◆ **DATASET**
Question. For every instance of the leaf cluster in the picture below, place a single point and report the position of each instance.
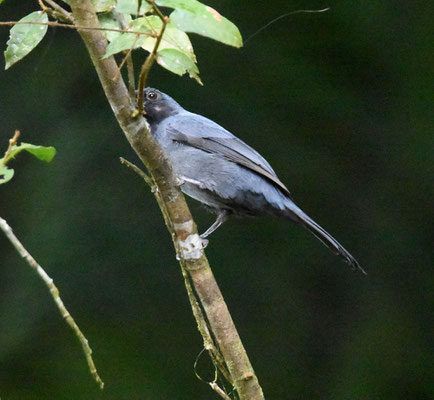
(133, 24)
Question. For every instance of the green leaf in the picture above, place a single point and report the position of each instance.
(173, 38)
(6, 174)
(103, 5)
(178, 63)
(42, 152)
(193, 16)
(130, 7)
(25, 37)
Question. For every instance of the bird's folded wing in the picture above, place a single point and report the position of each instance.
(232, 149)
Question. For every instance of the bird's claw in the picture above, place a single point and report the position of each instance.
(204, 241)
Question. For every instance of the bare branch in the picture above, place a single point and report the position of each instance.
(177, 215)
(4, 226)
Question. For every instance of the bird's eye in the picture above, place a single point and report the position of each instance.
(152, 95)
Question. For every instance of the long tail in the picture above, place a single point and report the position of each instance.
(298, 216)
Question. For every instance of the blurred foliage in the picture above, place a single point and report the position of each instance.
(340, 103)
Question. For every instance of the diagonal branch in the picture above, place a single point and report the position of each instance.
(187, 242)
(4, 226)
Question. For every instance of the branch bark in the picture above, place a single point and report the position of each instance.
(178, 217)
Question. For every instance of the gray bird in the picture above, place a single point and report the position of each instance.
(222, 172)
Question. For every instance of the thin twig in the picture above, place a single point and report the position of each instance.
(214, 386)
(12, 142)
(146, 67)
(131, 77)
(4, 226)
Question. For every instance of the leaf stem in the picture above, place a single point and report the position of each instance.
(12, 142)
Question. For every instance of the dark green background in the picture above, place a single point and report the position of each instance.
(340, 103)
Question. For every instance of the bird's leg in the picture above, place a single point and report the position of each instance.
(222, 216)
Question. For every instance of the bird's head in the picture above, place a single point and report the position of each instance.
(158, 106)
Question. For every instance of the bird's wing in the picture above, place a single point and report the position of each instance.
(206, 135)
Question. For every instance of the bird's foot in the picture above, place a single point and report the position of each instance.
(204, 241)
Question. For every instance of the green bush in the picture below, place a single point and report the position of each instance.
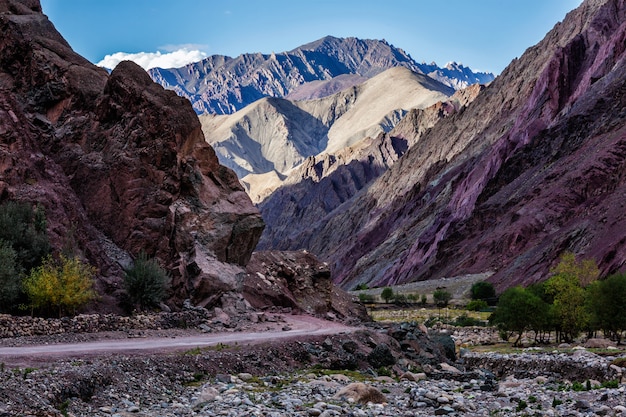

◆ **EXERCISE INSTRUCTIONS**
Turn the records above into a numbered list with one line per item and no blank lines, and leave out the pictures.

◆ **OUTPUT OF THE TASK**
1. Question. For every instance of the leaf cluster in the picture below, place a single point and report the position of each instance.
2. (133, 24)
3. Question. For every instance of the green leaf in the picture above, place a single point and report the position of each instance.
4. (173, 38)
5. (6, 174)
6. (103, 5)
7. (178, 63)
8. (42, 152)
9. (193, 16)
10. (130, 7)
11. (25, 37)
12. Question. For every instance of the bird's folded wing in the picture above, place a single point and report the position of each instance.
13. (232, 149)
14. Question. For every instance of the bird's claw in the picture above, place a single point and report the position of each instance.
15. (204, 241)
16. Question. For every instance of the bare branch in the picture above, place a single point and report the position of each instance.
17. (177, 215)
18. (4, 226)
19. Question. For every instance of the bird's eye in the picture above, place a single point and report the position of each instance.
20. (152, 95)
21. Question. For every instance of the long tail in the picture above, place a single point and report the position of each instance.
22. (298, 216)
23. Question. For every instance of the blurred foliage in the picture above, place a single point and report the position of each instance.
24. (340, 103)
25. Question. For every instance of the diagonal branch in the picture above, place a single point and report the position of each instance.
26. (187, 242)
27. (4, 226)
28. Question. For every instance of the branch bark in the picture above, place a single point and report the position of each instance.
29. (178, 217)
30. Question. For every instance of the gray bird in the picture above, place a single point and report the position of each instance.
31. (222, 172)
32. Question. For every instance of the thin twig in the picture above, place a single point and report the position of each instance.
33. (214, 386)
34. (12, 142)
35. (146, 67)
36. (131, 77)
37. (4, 226)
38. Question. For every instance of the leaf stem in the picture above, place a single point and report the position of each instance.
39. (12, 142)
40. Question. For every instance of the dark green background in the picture above, place a single point and report the position of each instance.
41. (340, 103)
42. Question. For every instance of the bird's leg in the picture above, place a single point and report the position of each instance.
43. (222, 216)
44. Question. For every instance of the bird's head in the picture above, place a single point and report the position of each instance.
45. (158, 106)
46. Question. For every instance of the bird's wing in the picture above, place a single point and report the position of each instance.
47. (206, 135)
48. Question. For every instance of the bird's foot in the picture above, place a single point and report the position of each instance.
49. (204, 241)
50. Question. For every instance of the green bush in the picture below, place a single point and report the position of each instance.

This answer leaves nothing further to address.